What is asked:
Return all of the data exactly as given.

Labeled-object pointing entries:
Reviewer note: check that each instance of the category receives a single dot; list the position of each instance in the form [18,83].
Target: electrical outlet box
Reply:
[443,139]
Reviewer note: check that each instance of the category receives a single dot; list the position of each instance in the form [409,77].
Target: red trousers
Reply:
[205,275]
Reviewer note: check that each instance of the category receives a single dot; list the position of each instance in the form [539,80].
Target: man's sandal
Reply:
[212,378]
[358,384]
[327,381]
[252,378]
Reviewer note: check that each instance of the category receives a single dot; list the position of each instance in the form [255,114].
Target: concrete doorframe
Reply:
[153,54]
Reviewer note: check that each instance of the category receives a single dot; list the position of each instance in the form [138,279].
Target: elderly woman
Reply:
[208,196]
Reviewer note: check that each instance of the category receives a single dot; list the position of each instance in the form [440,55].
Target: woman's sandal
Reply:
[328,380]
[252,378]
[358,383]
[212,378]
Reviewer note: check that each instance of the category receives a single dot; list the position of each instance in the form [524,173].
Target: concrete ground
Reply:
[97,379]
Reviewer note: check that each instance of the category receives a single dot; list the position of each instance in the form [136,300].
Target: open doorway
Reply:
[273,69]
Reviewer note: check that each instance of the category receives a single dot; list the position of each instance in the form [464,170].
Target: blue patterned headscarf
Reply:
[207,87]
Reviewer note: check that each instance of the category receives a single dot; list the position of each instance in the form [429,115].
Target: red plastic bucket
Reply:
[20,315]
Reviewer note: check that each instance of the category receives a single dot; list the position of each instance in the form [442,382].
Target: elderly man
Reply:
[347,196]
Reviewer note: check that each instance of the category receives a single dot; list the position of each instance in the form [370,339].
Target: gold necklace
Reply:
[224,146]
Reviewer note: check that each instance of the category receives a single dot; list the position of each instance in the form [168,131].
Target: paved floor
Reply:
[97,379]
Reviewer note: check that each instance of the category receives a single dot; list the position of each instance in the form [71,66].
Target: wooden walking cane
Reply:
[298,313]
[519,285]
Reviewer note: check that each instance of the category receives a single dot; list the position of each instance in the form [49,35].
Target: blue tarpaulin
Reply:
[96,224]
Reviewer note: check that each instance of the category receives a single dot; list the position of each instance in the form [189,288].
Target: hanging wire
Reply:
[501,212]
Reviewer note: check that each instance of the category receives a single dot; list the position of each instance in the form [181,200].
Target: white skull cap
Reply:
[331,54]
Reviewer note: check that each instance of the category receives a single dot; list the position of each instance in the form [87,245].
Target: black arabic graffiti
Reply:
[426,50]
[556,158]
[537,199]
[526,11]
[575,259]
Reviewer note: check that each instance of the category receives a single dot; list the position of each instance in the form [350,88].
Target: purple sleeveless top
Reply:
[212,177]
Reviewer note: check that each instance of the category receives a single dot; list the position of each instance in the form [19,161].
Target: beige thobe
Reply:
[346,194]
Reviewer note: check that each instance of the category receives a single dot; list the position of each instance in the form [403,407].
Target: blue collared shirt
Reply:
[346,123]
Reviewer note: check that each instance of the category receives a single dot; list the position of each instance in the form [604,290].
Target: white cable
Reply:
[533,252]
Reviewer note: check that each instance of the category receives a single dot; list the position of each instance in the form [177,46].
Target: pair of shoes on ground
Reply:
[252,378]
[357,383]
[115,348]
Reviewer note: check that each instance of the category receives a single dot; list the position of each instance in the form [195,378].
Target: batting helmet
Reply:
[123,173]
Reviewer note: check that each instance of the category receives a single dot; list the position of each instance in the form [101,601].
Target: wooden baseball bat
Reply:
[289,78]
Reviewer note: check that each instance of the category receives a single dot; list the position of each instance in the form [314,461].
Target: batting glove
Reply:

Exercise response:
Reviewer note: check that each instance of the category receives a single dot; list the position of each instance in the form [18,83].
Target: electrical outlet box
Reply:
[443,139]
Reviewer note: check that each instance of the category receives a single dot; list the position of each instance in the form [409,77].
Target: red trousers
Reply:
[205,275]
Reviewer note: check that each instance of the category receives a single dot; list the position of each instance in the form [539,80].
Target: man's sandal
Reply:
[212,378]
[358,384]
[327,381]
[252,378]
Reviewer note: check that each instance of the category receives a single dot; list the position of each instance in the form [255,114].
Target: concrete doorframe
Reply:
[153,54]
Reviewer note: check that each instance of the category receives a single dot; list the position of each instance in the form [138,279].
Target: elderly woman
Reply:
[208,196]
Reviewer note: check that each instance of the category receives a single dot; list the position of each instance in the form [440,55].
Target: woman's sandal
Reply:
[328,380]
[252,378]
[358,383]
[212,378]
Reviewer note: check that each instance of the category receives a single dot; list the position of each instance in the form [524,173].
Target: concrete ground
Reply:
[97,379]
Reviewer note: check that each instance of the category receives a single dot; list the position of each instance in the form [136,300].
Target: open doorway
Reply:
[273,69]
Reviewer note: check that each instance of the category receives a single dot; list the position of each instance in the form [464,170].
Target: blue patterned headscarf
Reply:
[207,87]
Reviewer note: check that each instance of the category receives a single dot; list the position of each instance in the form [429,115].
Target: red plastic bucket
Reply:
[20,315]
Reviewer note: check that each instance of the category receives a single dot; list the position of each instance in the form [442,382].
Target: elderly man
Reply:
[347,196]
Reviewer note: check that each instance of the category receives a single dot; list the position of each instance in the form [370,339].
Target: gold necklace
Reply:
[224,146]
Reviewer note: check that each instance of the category receives a single dot; list the position of each instance in the form [168,131].
Target: paved floor
Reply:
[97,379]
Reviewer note: check that each instance of the category receives a single dot; list the position of each instance in the form [71,66].
Target: wooden walking cane
Reply:
[298,313]
[519,285]
Reviewer note: check that each instance of the category receives a single dot; list the position of each instance in the form [49,35].
Target: blue tarpaulin
Reply:
[96,224]
Reviewer note: check that each instance of the category receives a single dot; list the position of each instance in the form [189,288].
Target: hanging wire
Reply:
[501,212]
Reviewer note: check that each instance of the category receives a single dot; list the position of each instance in the form [181,200].
Target: white skull cap
Reply:
[331,54]
Reviewer note: check that each instance of the category receives a single dot; list the position of each instance in the form [87,245].
Target: black arabic graffiti
Reply:
[426,50]
[556,158]
[537,199]
[526,11]
[575,259]
Reviewer note: check that each instance of the category receives a single dot; list the position of each instance in the form [350,88].
Target: purple sleeveless top
Reply:
[212,177]
Reviewer note: check that each instance of the category receives a single dot; list the position of each instance in the form [19,161].
Target: beige thobe
Reply:
[346,194]
Reviewer note: check that each instance of the category receives a single dot; list the position of each instance in the form [403,407].
Target: blue collared shirt
Reply:
[346,123]
Reviewer note: check that each instance of the category receives a single dot; list the position of each instance in the form [604,290].
Target: white cable
Reply:
[533,252]
Reviewer note: check that each instance of the category receives a single dot; list the position of each instance in the form [177,46].
Target: pair of shoes on ground
Reply:
[252,378]
[357,383]
[115,348]
Reviewer note: check that each instance of the category receives a single dot; list the position of each instance in the form [195,378].
Target: batting helmet
Reply:
[123,173]
Reviewer note: check that each instance of the category receives a single dot; list the position of each instance in the form [101,601].
Target: wooden baseball bat
Reply:
[289,78]
Reviewer note: check that each instance of the category receives a single dot; list the position of each instance in the form [314,461].
Target: batting glove
Reply:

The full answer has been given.